(DIRECTIONS):
Quote every line below exactly as it reads.

*** ENTRIES SUPPLIED ***

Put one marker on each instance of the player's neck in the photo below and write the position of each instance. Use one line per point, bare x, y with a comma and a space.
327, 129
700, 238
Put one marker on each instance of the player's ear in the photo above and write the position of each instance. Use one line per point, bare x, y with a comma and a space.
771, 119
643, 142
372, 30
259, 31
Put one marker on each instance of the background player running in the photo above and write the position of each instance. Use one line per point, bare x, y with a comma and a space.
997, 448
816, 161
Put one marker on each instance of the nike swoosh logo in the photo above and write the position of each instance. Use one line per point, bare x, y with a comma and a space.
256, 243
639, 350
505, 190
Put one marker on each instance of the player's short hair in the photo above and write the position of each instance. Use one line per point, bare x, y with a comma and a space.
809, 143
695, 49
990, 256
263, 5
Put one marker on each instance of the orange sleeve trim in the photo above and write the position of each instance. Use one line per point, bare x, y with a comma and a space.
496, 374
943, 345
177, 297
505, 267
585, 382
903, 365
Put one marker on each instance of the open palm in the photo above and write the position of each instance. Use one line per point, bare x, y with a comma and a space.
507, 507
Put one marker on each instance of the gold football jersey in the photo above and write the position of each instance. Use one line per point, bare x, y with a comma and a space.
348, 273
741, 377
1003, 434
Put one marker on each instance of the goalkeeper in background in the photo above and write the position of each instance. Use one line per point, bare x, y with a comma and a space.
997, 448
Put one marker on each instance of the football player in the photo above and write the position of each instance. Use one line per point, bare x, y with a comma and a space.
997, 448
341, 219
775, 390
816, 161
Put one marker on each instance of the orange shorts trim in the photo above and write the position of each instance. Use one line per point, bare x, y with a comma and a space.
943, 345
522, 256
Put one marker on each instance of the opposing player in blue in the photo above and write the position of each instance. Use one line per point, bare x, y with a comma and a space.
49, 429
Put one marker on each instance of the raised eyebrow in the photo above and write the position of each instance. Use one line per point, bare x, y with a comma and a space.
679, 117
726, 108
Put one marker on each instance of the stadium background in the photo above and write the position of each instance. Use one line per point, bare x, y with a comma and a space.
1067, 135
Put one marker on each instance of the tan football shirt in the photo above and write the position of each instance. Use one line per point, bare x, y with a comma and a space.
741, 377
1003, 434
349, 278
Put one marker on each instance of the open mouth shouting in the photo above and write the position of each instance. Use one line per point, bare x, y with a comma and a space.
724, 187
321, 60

*** End of ENTRIES SUPPLIED ***

(OUTPUT FOR THIS TASK):
Put one marker on each instance of the player's neck in the photo below and write the position of each instance. Use one line per point, bare x, y with a comma and a space.
327, 129
700, 238
Put one marker on each instance of the player's ear in the photo above and write the position of each instance. Use one line per point, bare x, y with a comma and a space.
771, 119
643, 142
372, 30
259, 31
Put one marker on each instance of the background player running in the photo above and write the position of each instance. Use one line per point, bare x, y with a comma and a space.
997, 448
816, 161
Put one marker on each instance of the nike swoosh logo in the photo above and write the position of each instance. Use one line per point, bare x, y with a comma and a space.
256, 243
639, 350
505, 190
Put one marker on each instance of the player's short hair in the photo above and write the position of each instance. Use one line per point, bare x, y with a comma and a space.
809, 143
695, 49
990, 256
263, 5
Put one marker on each instance of the orange sleeve trim in the photo above and write the position of each instance. Use one line per point, bare x, y with a comma and a space.
496, 374
943, 345
177, 297
505, 267
585, 382
903, 365
Put one marker on each instance of the open palm in the photo above and write the position of each instance. Use one line per point, bare x, y with a comma and a space.
507, 507
Put one marker on each instance of the gold football jersey in the photo above and write the position of each instance. Use one line per point, bare x, y with a comma and a space.
348, 273
741, 377
1003, 434
Put one marker on each instance of the goalkeeper in background in the photo above and write the position of each instance. Use one line per point, bare x, y with a comma and a space.
997, 448
Put one marker on each instance of the football player in the photo above and write the position of each instance. Use one line per point, bare x, y with a comma and a space.
997, 448
341, 219
775, 390
816, 161
Put one marker on each instance of the orange shorts trim in the photo above and write the position of each instance. Use one line per point, bare x, y with a comma and a space.
943, 345
522, 256
Put one marker on each instance of the opposing player in blue in the photo above and write the position of each instance. Use one line per point, bare x, y with a comma and a space.
49, 429
Put one marker on each instance of the raised eyebrow in the photo above and write the position of each instance. Use one line per point, bare x, y with a comma and a space.
679, 117
726, 108
Put one marker on each instance of the stadium background in the photo above and write the position of each instance. Use one line per point, bare x, y with a comma and a space.
1067, 135
Put one marker on each instance of the tan football shirt in the photo above and write the position of each instance. Use one line per point, bare x, y with a comma and a space.
741, 377
1003, 434
349, 278
Put one marker on each instance of the open mouth shouting in the photo above and write the position of each instance. Use one line per point, bare x, y with a comma and a space.
724, 187
321, 60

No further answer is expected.